I loaded the two of them in my trailer with help from the clinic staff and nervously drove home. One of my foxhunting friends happened to be at my neighbor’s place and helped me unload Gina and baby into my paddock. Gina looked thrilled to be outdoors. Marrakesh looked flabbergasted. He quickly took advantage of the space, though! He spent nearly an hour and a half trotting and cantering around. Gina followed him up and down the paddock and seemed to enjoy stretching her legs, too!

When I returned to the barn in the early evening, Gina was eager to eat dinner. I fed her in her stall and corralled Marrakesh with some help from my neighbor’s husband and another friend. He was decidedly unexcited about having medication squirted into his mouth, but didn’t do anything terribly naughty.  (I mean, he’s a tiny week old foal- what’s he going to do other than give me some serious stink eye?)

Johnny and I wrangled him this morning while Gina ate breakfast. His temperature is still elevated, but he continues to be bright-eyed, active, and nursing well. I dosed him with Banamine and antibiotics, and left him to his own devices. I’ll feel less anxious once his temperature comes down, but I’m glad he seems to be doing okay despite it.

Complete the following
A) Transcribe the text about Gina and Marrakesh from "Johnny and I" up to and including "okay despite it.".
B) In the text about Gina and Marrakesh, how long did Marrakesh spend trotting and cantering around the paddock?
Rely only on the text about Gina and Marrakesh.

Supplied material
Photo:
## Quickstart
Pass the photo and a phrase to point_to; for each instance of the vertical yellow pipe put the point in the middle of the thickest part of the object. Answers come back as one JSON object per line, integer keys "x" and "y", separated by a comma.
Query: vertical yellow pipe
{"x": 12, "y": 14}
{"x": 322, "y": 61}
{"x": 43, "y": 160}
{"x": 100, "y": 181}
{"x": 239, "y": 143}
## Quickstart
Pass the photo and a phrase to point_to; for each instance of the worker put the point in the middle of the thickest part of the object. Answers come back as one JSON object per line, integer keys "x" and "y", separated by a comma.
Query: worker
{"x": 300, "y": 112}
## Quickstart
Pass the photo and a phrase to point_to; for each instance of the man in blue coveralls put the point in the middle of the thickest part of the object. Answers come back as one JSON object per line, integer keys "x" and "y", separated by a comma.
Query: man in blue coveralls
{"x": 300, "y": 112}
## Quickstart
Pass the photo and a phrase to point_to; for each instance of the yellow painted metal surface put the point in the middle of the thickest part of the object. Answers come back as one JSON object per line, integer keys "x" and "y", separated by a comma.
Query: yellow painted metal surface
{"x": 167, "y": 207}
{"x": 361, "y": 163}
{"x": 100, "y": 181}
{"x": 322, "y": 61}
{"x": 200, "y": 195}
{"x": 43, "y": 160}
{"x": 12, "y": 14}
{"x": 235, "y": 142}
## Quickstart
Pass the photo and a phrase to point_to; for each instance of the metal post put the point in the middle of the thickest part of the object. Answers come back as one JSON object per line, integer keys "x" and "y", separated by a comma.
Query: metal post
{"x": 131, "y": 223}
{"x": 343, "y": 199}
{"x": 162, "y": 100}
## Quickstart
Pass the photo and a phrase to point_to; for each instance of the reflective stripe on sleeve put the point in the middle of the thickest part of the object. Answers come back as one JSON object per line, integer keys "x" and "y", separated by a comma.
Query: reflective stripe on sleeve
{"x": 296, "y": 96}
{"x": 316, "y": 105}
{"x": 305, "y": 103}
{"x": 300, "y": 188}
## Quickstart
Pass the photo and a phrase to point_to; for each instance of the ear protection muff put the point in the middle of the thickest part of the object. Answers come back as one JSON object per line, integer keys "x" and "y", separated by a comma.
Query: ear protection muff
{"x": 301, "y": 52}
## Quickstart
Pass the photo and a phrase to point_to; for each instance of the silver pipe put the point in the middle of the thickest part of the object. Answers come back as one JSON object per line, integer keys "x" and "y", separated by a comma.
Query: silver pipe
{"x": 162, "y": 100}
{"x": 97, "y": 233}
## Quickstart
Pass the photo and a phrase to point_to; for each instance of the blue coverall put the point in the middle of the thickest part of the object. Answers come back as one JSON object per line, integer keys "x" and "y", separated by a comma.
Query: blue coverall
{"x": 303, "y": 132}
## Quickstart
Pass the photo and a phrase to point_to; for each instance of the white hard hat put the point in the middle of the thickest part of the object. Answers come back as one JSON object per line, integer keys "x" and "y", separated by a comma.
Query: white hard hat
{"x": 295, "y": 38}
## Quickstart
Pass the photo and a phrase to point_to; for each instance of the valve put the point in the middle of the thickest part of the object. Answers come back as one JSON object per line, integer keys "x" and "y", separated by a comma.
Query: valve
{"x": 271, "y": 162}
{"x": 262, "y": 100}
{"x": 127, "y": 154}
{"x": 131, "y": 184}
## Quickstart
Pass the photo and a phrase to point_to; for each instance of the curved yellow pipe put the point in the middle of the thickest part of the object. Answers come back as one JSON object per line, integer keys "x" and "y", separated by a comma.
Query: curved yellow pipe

Answers for the exercise
A)
Johnny and I wrangled him this morning while Gina ate breakfast. His temperature is still elevated, but he continues to be bright-eyed, active, and nursing well. I dosed him with Banamine and antibiotics, and left him to his own devices. I’ll feel less anxious once his temperature comes down, but I’m glad he seems to be doing okay despite it.

B) Nearly an hour and a half.